[Opening RECORDS FOR PROCESSING section]
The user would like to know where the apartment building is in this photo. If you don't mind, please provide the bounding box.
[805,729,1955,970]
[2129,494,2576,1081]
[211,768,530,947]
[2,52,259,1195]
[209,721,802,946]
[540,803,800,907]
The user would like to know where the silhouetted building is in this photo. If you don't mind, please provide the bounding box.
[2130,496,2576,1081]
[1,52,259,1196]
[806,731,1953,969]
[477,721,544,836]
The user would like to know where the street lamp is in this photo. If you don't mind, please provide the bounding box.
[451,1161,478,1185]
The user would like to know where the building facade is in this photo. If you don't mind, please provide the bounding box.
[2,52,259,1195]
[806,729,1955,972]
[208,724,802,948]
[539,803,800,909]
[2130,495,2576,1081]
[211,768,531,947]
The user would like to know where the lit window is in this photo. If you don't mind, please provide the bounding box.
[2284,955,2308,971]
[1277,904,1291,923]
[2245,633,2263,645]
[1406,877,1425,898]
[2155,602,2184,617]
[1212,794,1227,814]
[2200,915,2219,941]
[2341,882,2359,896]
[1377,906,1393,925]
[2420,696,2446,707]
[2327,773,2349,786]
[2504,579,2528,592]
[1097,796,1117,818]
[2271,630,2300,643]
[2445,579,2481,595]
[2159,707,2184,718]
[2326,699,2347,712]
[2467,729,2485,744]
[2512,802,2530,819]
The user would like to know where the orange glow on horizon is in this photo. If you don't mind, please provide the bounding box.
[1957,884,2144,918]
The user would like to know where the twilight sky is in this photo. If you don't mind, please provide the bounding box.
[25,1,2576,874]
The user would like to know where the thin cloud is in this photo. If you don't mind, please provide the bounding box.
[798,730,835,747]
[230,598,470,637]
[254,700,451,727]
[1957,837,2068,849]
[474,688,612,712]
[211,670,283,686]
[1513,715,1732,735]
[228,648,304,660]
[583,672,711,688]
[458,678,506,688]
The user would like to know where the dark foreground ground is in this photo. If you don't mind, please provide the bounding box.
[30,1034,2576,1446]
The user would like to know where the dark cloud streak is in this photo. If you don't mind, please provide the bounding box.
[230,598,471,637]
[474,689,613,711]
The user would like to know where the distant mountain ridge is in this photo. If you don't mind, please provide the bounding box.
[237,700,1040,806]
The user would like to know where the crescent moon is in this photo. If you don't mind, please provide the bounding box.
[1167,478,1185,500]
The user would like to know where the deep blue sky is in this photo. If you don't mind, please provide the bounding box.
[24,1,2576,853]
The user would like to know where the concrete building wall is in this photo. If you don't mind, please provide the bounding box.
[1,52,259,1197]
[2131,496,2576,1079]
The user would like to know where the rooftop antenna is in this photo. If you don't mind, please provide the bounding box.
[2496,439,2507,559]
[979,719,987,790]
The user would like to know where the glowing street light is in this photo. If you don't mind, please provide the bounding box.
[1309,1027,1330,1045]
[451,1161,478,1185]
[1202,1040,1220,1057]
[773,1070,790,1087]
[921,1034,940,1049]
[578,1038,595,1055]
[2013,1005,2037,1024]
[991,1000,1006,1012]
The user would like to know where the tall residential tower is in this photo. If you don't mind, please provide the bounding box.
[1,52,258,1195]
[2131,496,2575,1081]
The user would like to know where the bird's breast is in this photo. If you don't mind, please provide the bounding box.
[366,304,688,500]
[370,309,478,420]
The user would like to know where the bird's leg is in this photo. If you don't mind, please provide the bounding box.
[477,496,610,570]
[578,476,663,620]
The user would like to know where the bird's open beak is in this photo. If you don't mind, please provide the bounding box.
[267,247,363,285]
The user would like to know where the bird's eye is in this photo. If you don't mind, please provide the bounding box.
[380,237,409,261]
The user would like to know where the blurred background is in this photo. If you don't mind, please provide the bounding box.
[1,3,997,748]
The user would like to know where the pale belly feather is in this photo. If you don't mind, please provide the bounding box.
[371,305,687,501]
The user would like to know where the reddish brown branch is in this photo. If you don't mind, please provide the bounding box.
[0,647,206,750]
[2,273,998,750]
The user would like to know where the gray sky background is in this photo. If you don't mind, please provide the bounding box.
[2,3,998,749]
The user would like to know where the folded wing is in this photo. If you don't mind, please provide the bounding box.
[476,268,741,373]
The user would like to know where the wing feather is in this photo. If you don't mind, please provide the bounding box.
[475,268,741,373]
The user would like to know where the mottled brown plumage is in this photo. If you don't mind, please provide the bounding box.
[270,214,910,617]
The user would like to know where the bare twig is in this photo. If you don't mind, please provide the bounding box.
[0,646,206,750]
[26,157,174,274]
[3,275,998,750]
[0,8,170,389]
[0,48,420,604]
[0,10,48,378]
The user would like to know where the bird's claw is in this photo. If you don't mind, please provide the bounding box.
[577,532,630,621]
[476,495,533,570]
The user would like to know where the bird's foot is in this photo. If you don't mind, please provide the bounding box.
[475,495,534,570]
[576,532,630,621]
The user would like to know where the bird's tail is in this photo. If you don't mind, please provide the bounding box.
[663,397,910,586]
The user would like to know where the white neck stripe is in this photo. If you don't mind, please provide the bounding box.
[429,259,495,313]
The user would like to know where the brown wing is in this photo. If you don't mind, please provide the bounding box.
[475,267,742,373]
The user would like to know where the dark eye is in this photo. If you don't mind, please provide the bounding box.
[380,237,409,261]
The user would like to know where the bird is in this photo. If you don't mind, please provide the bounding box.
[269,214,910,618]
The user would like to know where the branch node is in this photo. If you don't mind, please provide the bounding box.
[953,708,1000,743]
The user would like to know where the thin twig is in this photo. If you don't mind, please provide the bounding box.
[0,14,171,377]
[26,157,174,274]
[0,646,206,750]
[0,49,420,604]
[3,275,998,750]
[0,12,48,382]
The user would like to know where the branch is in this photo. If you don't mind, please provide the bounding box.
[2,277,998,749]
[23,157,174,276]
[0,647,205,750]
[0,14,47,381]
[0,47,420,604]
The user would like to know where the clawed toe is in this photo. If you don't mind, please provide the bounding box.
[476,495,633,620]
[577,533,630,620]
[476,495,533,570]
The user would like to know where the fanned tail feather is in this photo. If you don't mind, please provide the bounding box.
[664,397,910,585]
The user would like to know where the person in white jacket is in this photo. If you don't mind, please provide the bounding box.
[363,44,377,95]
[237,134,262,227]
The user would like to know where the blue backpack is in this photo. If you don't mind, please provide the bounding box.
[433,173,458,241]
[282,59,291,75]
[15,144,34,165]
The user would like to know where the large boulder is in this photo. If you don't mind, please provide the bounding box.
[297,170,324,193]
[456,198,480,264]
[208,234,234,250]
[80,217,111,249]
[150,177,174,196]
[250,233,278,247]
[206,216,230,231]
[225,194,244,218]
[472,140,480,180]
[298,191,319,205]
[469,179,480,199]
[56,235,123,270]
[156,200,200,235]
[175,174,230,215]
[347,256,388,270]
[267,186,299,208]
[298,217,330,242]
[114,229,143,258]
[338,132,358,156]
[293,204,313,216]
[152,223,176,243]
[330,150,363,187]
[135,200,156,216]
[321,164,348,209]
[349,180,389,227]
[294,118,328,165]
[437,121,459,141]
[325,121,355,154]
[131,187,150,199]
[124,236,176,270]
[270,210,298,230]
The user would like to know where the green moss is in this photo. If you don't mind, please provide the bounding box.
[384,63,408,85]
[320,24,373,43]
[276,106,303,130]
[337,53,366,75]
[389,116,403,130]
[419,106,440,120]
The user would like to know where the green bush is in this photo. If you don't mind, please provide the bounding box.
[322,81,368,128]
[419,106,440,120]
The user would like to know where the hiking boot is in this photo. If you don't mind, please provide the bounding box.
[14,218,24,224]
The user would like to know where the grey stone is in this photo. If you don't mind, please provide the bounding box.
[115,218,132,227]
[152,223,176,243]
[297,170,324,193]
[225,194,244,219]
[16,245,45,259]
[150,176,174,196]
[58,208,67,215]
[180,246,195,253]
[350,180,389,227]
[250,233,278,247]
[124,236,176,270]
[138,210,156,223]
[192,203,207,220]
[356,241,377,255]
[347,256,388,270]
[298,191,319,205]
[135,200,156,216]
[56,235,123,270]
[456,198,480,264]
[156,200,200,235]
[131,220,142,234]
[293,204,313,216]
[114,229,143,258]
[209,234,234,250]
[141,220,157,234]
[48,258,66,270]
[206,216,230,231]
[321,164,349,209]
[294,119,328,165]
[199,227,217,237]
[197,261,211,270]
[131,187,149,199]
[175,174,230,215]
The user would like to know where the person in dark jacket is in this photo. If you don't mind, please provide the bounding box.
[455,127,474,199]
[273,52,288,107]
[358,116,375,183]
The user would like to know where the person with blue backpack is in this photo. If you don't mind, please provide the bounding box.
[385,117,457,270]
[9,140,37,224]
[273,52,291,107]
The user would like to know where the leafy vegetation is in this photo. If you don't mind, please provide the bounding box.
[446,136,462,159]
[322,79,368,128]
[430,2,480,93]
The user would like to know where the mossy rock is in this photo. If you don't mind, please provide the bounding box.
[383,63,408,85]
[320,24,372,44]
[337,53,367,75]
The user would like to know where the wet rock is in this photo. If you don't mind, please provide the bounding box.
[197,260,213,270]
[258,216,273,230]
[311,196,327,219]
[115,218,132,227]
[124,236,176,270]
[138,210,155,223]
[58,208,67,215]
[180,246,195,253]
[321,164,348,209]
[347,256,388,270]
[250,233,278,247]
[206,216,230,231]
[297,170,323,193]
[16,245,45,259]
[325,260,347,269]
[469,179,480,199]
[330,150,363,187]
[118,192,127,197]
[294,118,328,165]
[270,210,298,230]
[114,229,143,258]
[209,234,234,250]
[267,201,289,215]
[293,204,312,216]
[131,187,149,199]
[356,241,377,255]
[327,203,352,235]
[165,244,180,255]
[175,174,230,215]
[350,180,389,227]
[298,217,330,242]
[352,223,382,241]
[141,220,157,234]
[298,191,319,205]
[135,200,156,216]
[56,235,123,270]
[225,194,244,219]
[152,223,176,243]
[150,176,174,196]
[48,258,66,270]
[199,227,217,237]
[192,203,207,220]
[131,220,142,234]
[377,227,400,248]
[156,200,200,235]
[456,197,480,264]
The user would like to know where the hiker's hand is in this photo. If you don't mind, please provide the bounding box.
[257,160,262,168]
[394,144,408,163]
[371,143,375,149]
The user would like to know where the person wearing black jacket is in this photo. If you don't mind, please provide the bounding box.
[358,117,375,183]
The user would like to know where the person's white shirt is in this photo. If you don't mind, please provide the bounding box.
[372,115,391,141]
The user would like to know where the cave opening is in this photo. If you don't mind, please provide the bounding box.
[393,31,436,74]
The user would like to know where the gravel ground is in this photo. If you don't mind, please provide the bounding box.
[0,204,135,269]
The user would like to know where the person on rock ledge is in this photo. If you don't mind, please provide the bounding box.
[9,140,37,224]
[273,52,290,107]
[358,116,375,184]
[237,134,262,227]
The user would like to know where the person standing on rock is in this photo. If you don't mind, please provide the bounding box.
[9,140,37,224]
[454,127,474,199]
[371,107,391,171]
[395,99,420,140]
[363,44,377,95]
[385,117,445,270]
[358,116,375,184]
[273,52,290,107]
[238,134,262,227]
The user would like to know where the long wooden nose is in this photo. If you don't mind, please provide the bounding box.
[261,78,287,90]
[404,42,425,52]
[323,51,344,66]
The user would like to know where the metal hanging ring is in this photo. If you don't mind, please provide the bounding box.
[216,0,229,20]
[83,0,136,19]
[Closing RECORDS FOR PROCESSING section]
## TASK ITEM:
Please print, unchanged, the lines from the one holding "The user would like to know where the person on" through the last line of the listing above, including both and omitting the rest.

## RESULT OF THE EXERCISE:
The user would like to know where the person on rock ledge is in this photo. If you don't mind, please provide the bounding box.
[9,140,37,224]
[273,52,290,107]
[358,116,375,184]
[237,134,262,227]
The user would like to know where the person standing on rock is in this photo. If you don't mind, please provide the bounding box.
[9,140,37,224]
[454,127,474,199]
[371,107,391,171]
[395,99,420,140]
[363,44,377,95]
[385,117,445,270]
[358,116,375,184]
[273,52,290,107]
[238,134,262,227]
The user would like to know where the long wooden nose is in this photo. If you don't mind, please provide the bounding box.
[261,78,287,90]
[404,42,425,52]
[323,51,344,66]
The user would like to know where the metal hanging ring is in this photo. If you don't mind, please provide the bounding box.
[216,0,229,20]
[83,0,136,19]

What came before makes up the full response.